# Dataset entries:

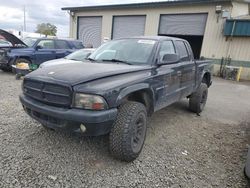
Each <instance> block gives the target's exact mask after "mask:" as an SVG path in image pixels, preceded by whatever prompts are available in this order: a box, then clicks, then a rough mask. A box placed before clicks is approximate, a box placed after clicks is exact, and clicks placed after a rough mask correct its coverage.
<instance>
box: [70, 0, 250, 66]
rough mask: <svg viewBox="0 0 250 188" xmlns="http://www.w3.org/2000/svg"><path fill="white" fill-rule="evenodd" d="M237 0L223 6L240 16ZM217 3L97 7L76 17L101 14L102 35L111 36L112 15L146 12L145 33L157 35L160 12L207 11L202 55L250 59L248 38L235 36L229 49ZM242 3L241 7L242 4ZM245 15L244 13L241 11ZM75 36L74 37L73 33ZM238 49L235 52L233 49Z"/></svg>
mask: <svg viewBox="0 0 250 188" xmlns="http://www.w3.org/2000/svg"><path fill="white" fill-rule="evenodd" d="M238 4H239V3H237V4H236V5H235V6H234V7H232V6H231V4H229V3H228V4H226V3H224V4H223V3H222V4H221V5H222V6H223V8H224V9H227V10H231V11H232V12H233V14H234V15H239V14H241V12H242V6H243V5H244V6H247V4H243V5H242V4H241V5H242V6H240V8H238ZM215 6H216V4H213V3H211V4H206V5H205V4H204V5H180V6H169V7H157V8H137V9H135V8H134V9H116V10H98V11H84V12H78V13H76V16H96V15H102V16H103V24H102V38H104V37H109V38H111V35H112V23H113V16H114V15H115V16H117V15H121V16H124V15H146V23H145V33H144V34H145V35H157V34H158V28H159V23H160V15H161V14H190V13H208V17H207V24H206V28H205V34H204V39H203V45H202V51H201V56H204V57H207V58H216V59H221V58H222V57H226V56H228V54H229V53H231V57H232V58H235V60H242V61H250V57H249V53H246V52H245V51H247V49H249V48H250V38H246V37H245V38H242V39H241V38H235V39H233V42H232V43H234V44H231V50H229V46H230V45H229V43H230V42H229V40H226V37H225V36H224V34H223V27H224V24H225V19H222V18H219V19H218V16H217V14H216V13H215ZM244 6H243V7H244ZM243 13H244V14H245V12H243ZM72 25H73V32H72V33H73V34H74V35H75V33H76V28H77V26H76V23H73V24H72ZM73 37H74V36H73ZM237 50H239V51H240V52H239V53H238V54H236V53H235V52H236V51H237Z"/></svg>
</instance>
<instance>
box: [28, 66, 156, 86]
mask: <svg viewBox="0 0 250 188" xmlns="http://www.w3.org/2000/svg"><path fill="white" fill-rule="evenodd" d="M148 69H151V66H149V65H145V66H134V65H125V64H115V63H108V62H107V63H92V62H74V63H73V62H72V63H68V64H61V65H55V66H45V67H43V68H40V69H37V70H35V71H33V72H31V73H30V74H28V75H27V76H26V77H25V79H35V80H41V81H48V82H56V83H63V84H70V85H71V86H75V85H77V84H81V83H85V82H88V81H93V80H97V79H100V78H104V77H109V76H114V75H119V74H126V73H130V72H131V73H132V72H136V71H142V70H148Z"/></svg>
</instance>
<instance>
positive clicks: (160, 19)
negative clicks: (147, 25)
mask: <svg viewBox="0 0 250 188" xmlns="http://www.w3.org/2000/svg"><path fill="white" fill-rule="evenodd" d="M206 22H207V14H171V15H161V18H160V26H159V34H160V35H194V36H203V35H204V32H205V28H206Z"/></svg>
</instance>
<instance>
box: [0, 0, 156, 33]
mask: <svg viewBox="0 0 250 188" xmlns="http://www.w3.org/2000/svg"><path fill="white" fill-rule="evenodd" d="M153 1H161V0H124V1H122V3H138V2H153ZM119 3H120V1H117V0H77V1H76V0H22V1H21V0H0V29H16V30H22V27H23V7H24V6H25V8H26V31H28V32H34V31H35V29H36V25H37V24H39V23H43V22H46V23H47V22H49V23H52V24H54V25H56V26H57V29H58V32H57V35H58V36H60V37H68V33H69V15H68V13H67V12H66V11H62V10H61V8H62V7H70V6H88V5H104V4H119Z"/></svg>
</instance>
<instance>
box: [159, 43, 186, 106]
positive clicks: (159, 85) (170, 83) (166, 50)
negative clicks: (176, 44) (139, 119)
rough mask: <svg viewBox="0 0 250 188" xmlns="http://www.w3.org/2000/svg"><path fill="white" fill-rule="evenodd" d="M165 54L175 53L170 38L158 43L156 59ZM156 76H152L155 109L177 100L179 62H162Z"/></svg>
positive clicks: (179, 88) (177, 92) (180, 72)
mask: <svg viewBox="0 0 250 188" xmlns="http://www.w3.org/2000/svg"><path fill="white" fill-rule="evenodd" d="M165 54H176V49H175V47H174V43H173V42H172V41H171V40H167V41H163V42H161V43H160V49H159V53H158V61H162V59H163V56H164V55H165ZM156 72H157V77H156V78H154V80H155V82H156V83H155V84H158V85H157V87H156V89H155V90H156V109H157V110H159V109H161V108H163V107H165V106H167V105H169V104H172V103H174V102H176V101H178V100H179V99H180V97H181V92H180V80H181V71H180V68H179V63H178V62H177V63H173V64H164V65H159V66H158V67H157V71H156Z"/></svg>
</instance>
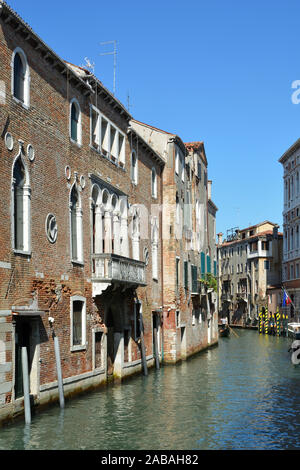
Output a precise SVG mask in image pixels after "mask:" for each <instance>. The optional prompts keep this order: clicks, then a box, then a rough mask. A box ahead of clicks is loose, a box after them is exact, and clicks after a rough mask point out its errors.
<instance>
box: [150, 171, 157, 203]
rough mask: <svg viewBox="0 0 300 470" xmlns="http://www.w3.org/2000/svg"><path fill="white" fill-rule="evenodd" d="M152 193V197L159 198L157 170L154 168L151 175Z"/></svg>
mask: <svg viewBox="0 0 300 470" xmlns="http://www.w3.org/2000/svg"><path fill="white" fill-rule="evenodd" d="M151 193H152V197H155V198H156V197H157V174H156V170H155V168H152V173H151Z"/></svg>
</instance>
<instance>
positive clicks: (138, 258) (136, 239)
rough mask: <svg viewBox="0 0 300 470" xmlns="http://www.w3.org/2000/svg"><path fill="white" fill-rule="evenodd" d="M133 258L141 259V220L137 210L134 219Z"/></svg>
mask: <svg viewBox="0 0 300 470" xmlns="http://www.w3.org/2000/svg"><path fill="white" fill-rule="evenodd" d="M132 258H133V259H136V260H139V259H140V218H139V214H138V211H137V210H136V209H134V212H133V217H132Z"/></svg>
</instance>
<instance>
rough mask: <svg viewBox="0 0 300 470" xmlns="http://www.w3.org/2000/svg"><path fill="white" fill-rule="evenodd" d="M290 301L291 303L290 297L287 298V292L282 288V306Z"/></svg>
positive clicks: (283, 305)
mask: <svg viewBox="0 0 300 470" xmlns="http://www.w3.org/2000/svg"><path fill="white" fill-rule="evenodd" d="M291 303H292V301H291V299H290V298H289V296H288V294H287V293H286V291H285V290H284V291H283V301H282V306H283V307H285V306H286V305H289V304H291Z"/></svg>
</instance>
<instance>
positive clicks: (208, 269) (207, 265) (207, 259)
mask: <svg viewBox="0 0 300 470" xmlns="http://www.w3.org/2000/svg"><path fill="white" fill-rule="evenodd" d="M206 262H207V272H208V273H211V265H210V256H209V255H207V256H206Z"/></svg>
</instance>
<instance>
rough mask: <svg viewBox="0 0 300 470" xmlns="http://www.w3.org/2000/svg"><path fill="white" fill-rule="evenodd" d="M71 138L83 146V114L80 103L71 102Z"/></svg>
mask: <svg viewBox="0 0 300 470" xmlns="http://www.w3.org/2000/svg"><path fill="white" fill-rule="evenodd" d="M70 137H71V139H72V140H73V141H74V142H77V143H78V144H81V114H80V106H79V103H78V101H77V100H76V99H75V98H74V99H73V100H72V101H71V109H70Z"/></svg>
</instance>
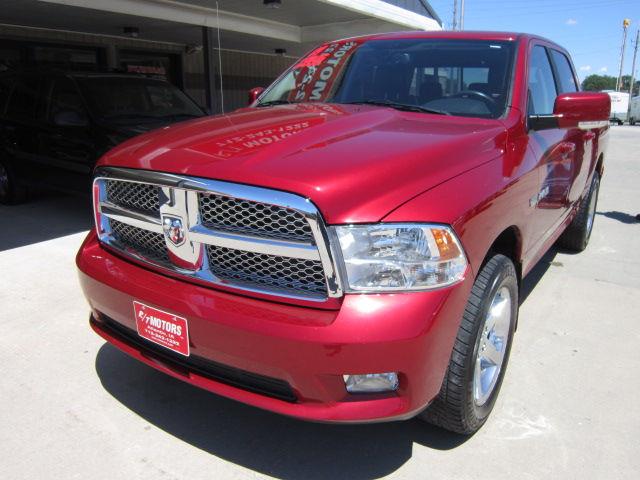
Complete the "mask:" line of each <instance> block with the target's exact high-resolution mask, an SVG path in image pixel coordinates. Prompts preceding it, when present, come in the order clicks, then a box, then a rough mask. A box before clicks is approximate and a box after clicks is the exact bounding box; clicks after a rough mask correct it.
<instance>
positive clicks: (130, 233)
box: [110, 220, 169, 263]
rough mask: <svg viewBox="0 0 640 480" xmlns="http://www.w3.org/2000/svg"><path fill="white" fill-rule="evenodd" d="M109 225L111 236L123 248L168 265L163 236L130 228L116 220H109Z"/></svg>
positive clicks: (167, 259)
mask: <svg viewBox="0 0 640 480" xmlns="http://www.w3.org/2000/svg"><path fill="white" fill-rule="evenodd" d="M110 224H111V231H112V232H113V236H114V237H115V238H116V240H118V241H119V242H120V243H121V244H122V245H124V246H125V247H128V248H131V249H133V250H135V251H136V252H139V253H140V254H142V255H144V256H145V257H147V258H149V259H151V260H156V261H160V262H163V263H169V254H168V253H167V246H166V243H165V241H164V235H162V234H161V233H155V232H150V231H148V230H143V229H142V228H138V227H132V226H131V225H127V224H126V223H122V222H118V221H116V220H111V222H110Z"/></svg>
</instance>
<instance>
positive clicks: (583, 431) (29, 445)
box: [0, 127, 640, 480]
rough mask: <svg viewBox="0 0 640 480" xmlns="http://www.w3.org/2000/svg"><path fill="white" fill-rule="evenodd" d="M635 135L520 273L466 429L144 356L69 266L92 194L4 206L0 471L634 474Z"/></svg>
mask: <svg viewBox="0 0 640 480" xmlns="http://www.w3.org/2000/svg"><path fill="white" fill-rule="evenodd" d="M639 151H640V127H613V128H612V141H611V145H610V150H609V156H608V159H607V161H606V172H605V177H604V179H603V182H602V190H601V195H600V202H599V205H598V216H597V219H596V223H595V227H594V228H595V229H594V233H593V237H592V239H591V244H590V246H589V247H588V249H587V250H586V251H585V252H584V253H582V254H579V255H571V254H567V253H562V252H558V251H556V250H552V251H551V252H549V253H548V254H547V255H546V256H545V258H544V259H543V260H542V261H541V263H540V264H539V265H538V266H537V267H536V269H535V270H534V272H533V273H532V274H531V275H529V276H528V277H527V279H526V285H525V292H526V294H527V295H526V299H525V300H524V303H523V304H522V307H521V312H520V325H519V329H518V332H517V334H516V338H515V343H514V347H513V351H512V354H511V362H510V365H509V371H508V372H507V376H506V379H505V383H504V385H503V388H502V392H501V396H500V399H499V400H498V403H497V405H496V408H495V410H494V412H493V414H492V416H491V418H490V419H489V421H488V423H487V424H486V425H485V427H484V428H483V429H482V430H481V431H480V432H479V433H478V434H476V435H475V436H473V437H471V438H463V437H458V436H455V435H451V434H448V433H446V432H443V431H441V430H438V429H436V428H433V427H429V426H427V425H425V424H422V423H421V422H419V421H413V420H412V421H407V422H402V423H391V424H378V425H361V426H358V425H356V426H335V425H334V426H332V425H319V424H311V423H305V422H301V421H297V420H292V419H288V418H284V417H280V416H278V415H274V414H271V413H268V412H263V411H260V410H257V409H254V408H251V407H247V406H244V405H242V404H238V403H235V402H233V401H230V400H226V399H223V398H220V397H217V396H215V395H212V394H209V393H207V392H204V391H201V390H198V389H196V388H194V387H191V386H189V385H186V384H184V383H182V382H180V381H178V380H174V379H172V378H169V377H166V376H164V375H162V374H160V373H158V372H156V371H154V370H152V369H151V368H149V367H146V366H144V365H141V364H139V363H137V362H135V361H133V360H131V359H129V358H128V357H127V356H126V355H124V354H122V353H120V352H119V351H117V350H116V349H115V348H113V347H111V346H109V345H107V344H105V343H104V342H103V341H102V340H101V339H100V338H99V337H98V336H96V335H95V334H93V332H91V331H90V329H89V327H88V324H87V318H88V308H87V304H86V303H85V301H84V299H83V297H82V294H81V292H80V289H79V286H78V283H77V279H76V273H75V266H74V264H73V259H74V255H75V253H76V251H77V248H78V246H79V245H80V242H81V240H82V238H83V236H84V233H83V231H84V230H85V229H86V228H88V224H89V218H90V216H89V213H88V212H87V209H86V207H85V206H83V205H81V204H79V203H78V201H77V200H76V199H68V198H65V197H53V198H49V199H46V198H45V199H40V200H38V201H36V202H34V203H32V204H27V205H24V206H20V207H14V208H7V207H0V219H2V225H3V228H2V229H0V329H1V332H2V333H1V334H0V372H1V375H0V449H1V451H2V454H1V455H0V472H2V473H0V476H1V477H2V478H7V479H71V478H80V479H89V478H91V479H109V480H112V479H113V478H127V479H159V478H162V479H194V480H195V479H253V478H264V477H267V476H270V477H275V478H280V479H340V478H345V479H347V478H348V479H369V478H380V477H385V476H389V478H398V479H417V478H420V479H432V478H433V479H436V478H447V479H474V480H477V479H485V478H486V479H489V478H491V479H500V478H513V477H515V478H519V479H528V478H531V479H538V478H569V479H571V478H581V479H582V478H587V479H602V478H606V479H614V478H616V479H618V478H637V476H638V472H640V441H639V440H638V435H639V434H640V413H639V411H638V409H637V407H636V403H637V399H638V398H639V397H640V380H639V378H640V374H639V373H638V372H639V371H640V353H639V352H640V322H639V321H640V314H639V313H638V312H639V311H640V223H636V222H635V221H634V219H633V216H635V215H636V214H637V213H640V195H639V194H638V191H639V186H640V157H638V154H637V152H639ZM60 212H62V213H60ZM58 215H62V217H63V218H64V219H65V220H64V222H62V223H61V222H59V221H58V220H57V216H58ZM34 219H36V221H34ZM16 225H17V228H16ZM9 227H10V228H9ZM76 232H79V233H76Z"/></svg>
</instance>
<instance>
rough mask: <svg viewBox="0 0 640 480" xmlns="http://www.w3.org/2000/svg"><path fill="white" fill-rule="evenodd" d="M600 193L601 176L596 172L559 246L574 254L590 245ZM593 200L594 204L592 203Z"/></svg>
mask: <svg viewBox="0 0 640 480" xmlns="http://www.w3.org/2000/svg"><path fill="white" fill-rule="evenodd" d="M599 192H600V174H599V173H598V172H595V173H594V174H593V179H592V180H591V187H590V188H589V192H588V193H587V194H586V195H585V196H584V198H583V199H582V200H581V201H580V205H579V206H578V212H577V213H576V216H575V217H574V219H573V220H572V222H571V223H570V224H569V226H568V227H567V229H566V230H565V231H564V232H563V233H562V235H561V236H560V238H559V239H558V245H560V246H561V247H563V248H566V249H568V250H572V251H574V252H581V251H583V250H584V249H585V248H587V245H588V244H589V239H590V238H591V232H592V231H593V224H594V220H595V213H596V210H597V208H598V193H599ZM592 200H593V202H594V203H593V204H592V203H591V201H592Z"/></svg>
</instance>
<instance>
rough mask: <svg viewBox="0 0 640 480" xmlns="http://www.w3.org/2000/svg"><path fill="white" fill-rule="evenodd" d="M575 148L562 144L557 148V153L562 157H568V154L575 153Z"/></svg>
mask: <svg viewBox="0 0 640 480" xmlns="http://www.w3.org/2000/svg"><path fill="white" fill-rule="evenodd" d="M575 150H576V146H575V144H573V143H562V144H561V145H560V146H558V151H559V152H560V153H561V154H563V155H568V154H570V153H573V152H575Z"/></svg>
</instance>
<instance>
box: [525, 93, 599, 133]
mask: <svg viewBox="0 0 640 480" xmlns="http://www.w3.org/2000/svg"><path fill="white" fill-rule="evenodd" d="M610 115H611V98H610V97H609V95H607V94H606V93H596V92H573V93H563V94H561V95H558V96H557V97H556V101H555V104H554V107H553V114H552V115H530V116H529V128H530V129H531V130H546V129H550V128H579V129H581V130H589V129H592V128H601V127H605V126H607V125H608V124H609V117H610Z"/></svg>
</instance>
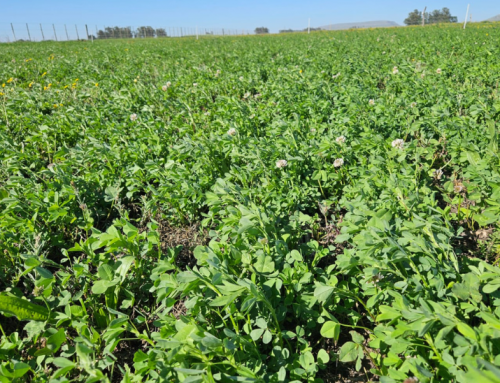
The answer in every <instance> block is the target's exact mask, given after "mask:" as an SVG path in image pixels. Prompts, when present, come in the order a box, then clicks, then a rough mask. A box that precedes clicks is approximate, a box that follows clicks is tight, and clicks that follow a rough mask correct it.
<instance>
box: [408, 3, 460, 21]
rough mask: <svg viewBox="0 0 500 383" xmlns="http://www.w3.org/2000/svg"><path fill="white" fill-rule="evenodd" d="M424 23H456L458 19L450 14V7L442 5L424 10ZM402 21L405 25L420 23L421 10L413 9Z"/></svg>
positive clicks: (421, 18)
mask: <svg viewBox="0 0 500 383" xmlns="http://www.w3.org/2000/svg"><path fill="white" fill-rule="evenodd" d="M423 21H424V24H437V23H456V22H457V21H458V19H457V17H456V16H452V15H451V12H450V9H449V8H446V7H444V8H443V9H441V10H440V9H435V10H434V11H432V12H425V14H424V15H423ZM404 23H405V24H406V25H421V24H422V12H420V11H419V10H418V9H415V10H414V11H413V12H410V13H409V14H408V17H407V18H406V19H405V21H404Z"/></svg>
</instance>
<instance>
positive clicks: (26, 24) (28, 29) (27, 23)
mask: <svg viewBox="0 0 500 383" xmlns="http://www.w3.org/2000/svg"><path fill="white" fill-rule="evenodd" d="M26 29H27V30H28V38H29V39H30V41H31V34H30V29H29V28H28V23H26Z"/></svg>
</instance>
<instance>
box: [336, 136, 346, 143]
mask: <svg viewBox="0 0 500 383" xmlns="http://www.w3.org/2000/svg"><path fill="white" fill-rule="evenodd" d="M335 141H336V142H337V144H343V143H344V142H345V137H344V136H340V137H337V138H336V139H335Z"/></svg>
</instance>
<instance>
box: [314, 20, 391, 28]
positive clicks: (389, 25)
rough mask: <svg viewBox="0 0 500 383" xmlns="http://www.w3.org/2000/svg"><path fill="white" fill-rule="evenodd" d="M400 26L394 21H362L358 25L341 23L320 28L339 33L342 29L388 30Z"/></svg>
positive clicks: (325, 25)
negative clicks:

# WRITTEN TASK:
How many lines of the listing contain the string "negative"? Reply with the number alone.

# SOLUTION:
3